**Requirements**
Reproduce the data below word for word, keeping every line and number unchanged.

**Input**
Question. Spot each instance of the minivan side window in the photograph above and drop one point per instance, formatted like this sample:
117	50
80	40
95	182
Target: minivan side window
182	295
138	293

**Written response**
Question. Spot each instance of the minivan side window in the photograph above and drop one point per instance, formatted like this sample:
117	50
80	40
95	182
Target: minivan side window
182	295
138	293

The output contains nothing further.